- **SOURCE TEXT**:
──────
“Soft” Bipolar Does Not Affect Antidepressant Treatment Outcomes
A combination of clinical lore and some studies have led many psychiatrists to believe that it is crucial to screen depressed patients for subtle signs of “bipolarity.” These are often said to include a family history of bipolar disorder, a history of antidepressant-induced mania or hypomania, hypersomnia or hyperphagia during depression, and others. It has been suggested that patients with soft signs of bipolar disorder are relatively treatment resistant to antidepressants, and may even do worse overall if maintained on such meds. Others disagree, finding that identifying soft bipolar symptoms in depressed patients does little to help guide treatment. A recent study adds new data to inform this ongoing controversy. Researchers used data from the Sequential Treatment Alternatives to Relieve Depression (STAR*D) trials to examine whether subsyndromal bipolar symptoms predicted poor treatment response to a variety of antidepressant treatments.
──────
- **MATERIAL PROVIDED**:

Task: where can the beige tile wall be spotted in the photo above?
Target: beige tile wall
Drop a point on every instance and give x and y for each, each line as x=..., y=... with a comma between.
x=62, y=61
──────
- **REQUIRED ACTION 1**:
According to the soft bipolar article, which trials supplied the data for the recent study?
- **REQUIRED ACTION 2**:
Rewrite the paragraph of the soft bipolar article beginning "A combination of clinical lore" as a short bulleted list that keeps its main facts.
- **REQUIRED ACTION 3**:
Say whether each statement agrees with the soft bipolar article, answering yes or no and quoting the deciding words: (a) Hypersomnia during depression is among the signs said to indicate bipolarity. (b) Psychiatrists all agree that identifying soft bipolar symptoms helps guide treatment. (c) The recent study looked at whether subsyndromal bipolar symptoms predicted poor treatment response.

- **EXERCISE ANSWER 1**:
The Sequential Treatment Alternatives to Relieve Depression (STAR*D) trials.

- **EXERCISE ANSWER 2**:
- Clinical lore and some studies have led many psychiatrists to believe depressed patients should be screened for subtle signs of "bipolarity."
- Signs often cited include a family history of bipolar disorder, a history of antidepressant-induced mania or hypomania, and hypersomnia or hyperphagia during depression.
- Some suggest patients with soft bipolar signs respond relatively poorly to antidepressants and may even do worse overall if maintained on them.
- Others find that identifying soft bipolar symptoms does little to guide treatment.
- A recent study used data from the STAR*D trials to examine whether subsyndromal bipolar symptoms predicted poor response to a variety of antidepressant treatments.

- **EXERCISE ANSWER 3**:
(a) Yes: "hypersomnia or hyperphagia during depression"
(b) No: "Others disagree, finding that identifying soft bipolar symptoms in depressed patients does little to help guide treatment."
(c) Yes: "to examine whether subsyndromal bipolar symptoms predicted poor treatment response to a variety of antidepressant treatments"